While there might be more than a few steps separating the Roomba from the Iron Giant, scientists are slowly bridging the gap with robots that can remember, walk, and– maybe– love? Well, that last one is still a ways off. But after four decades, Professor Joseph Ayers may have found a way to give robots a sense of smell.
Ayers has focused on using electronic nervous systems that would allow robots to determine their own, independent responses to stimuli. Working with robots that are intended to seek out underwater mines, Ayers says the next step is getting them to cooperate with each other sans preprogramming or outside control. That way several dozen robots can be sent out simultaneously– and he intends to utilize traits of insect colonies to accomplish such a feat.
Specifically, he’s looking at ants which, though kind of creepy, excel at communicating by depositing “smells” and using numerous scent glands to communicate.

***

**TO DO**
Can you copy the article on robots gaining a sense of smell word for word, starting at "Specifically, he’s looking" and ending at "glands to communicate."?

(Image-grounded pointing data)
***

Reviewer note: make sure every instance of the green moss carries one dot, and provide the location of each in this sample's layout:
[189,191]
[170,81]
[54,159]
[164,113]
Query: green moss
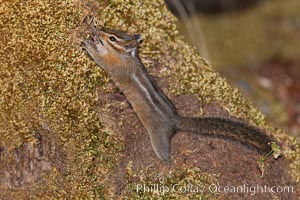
[46,82]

***

**SOLUTION**
Specifically, he’s looking at ants which, though kind of creepy, excel at communicating by depositing “smells” and using numerous scent glands to communicate.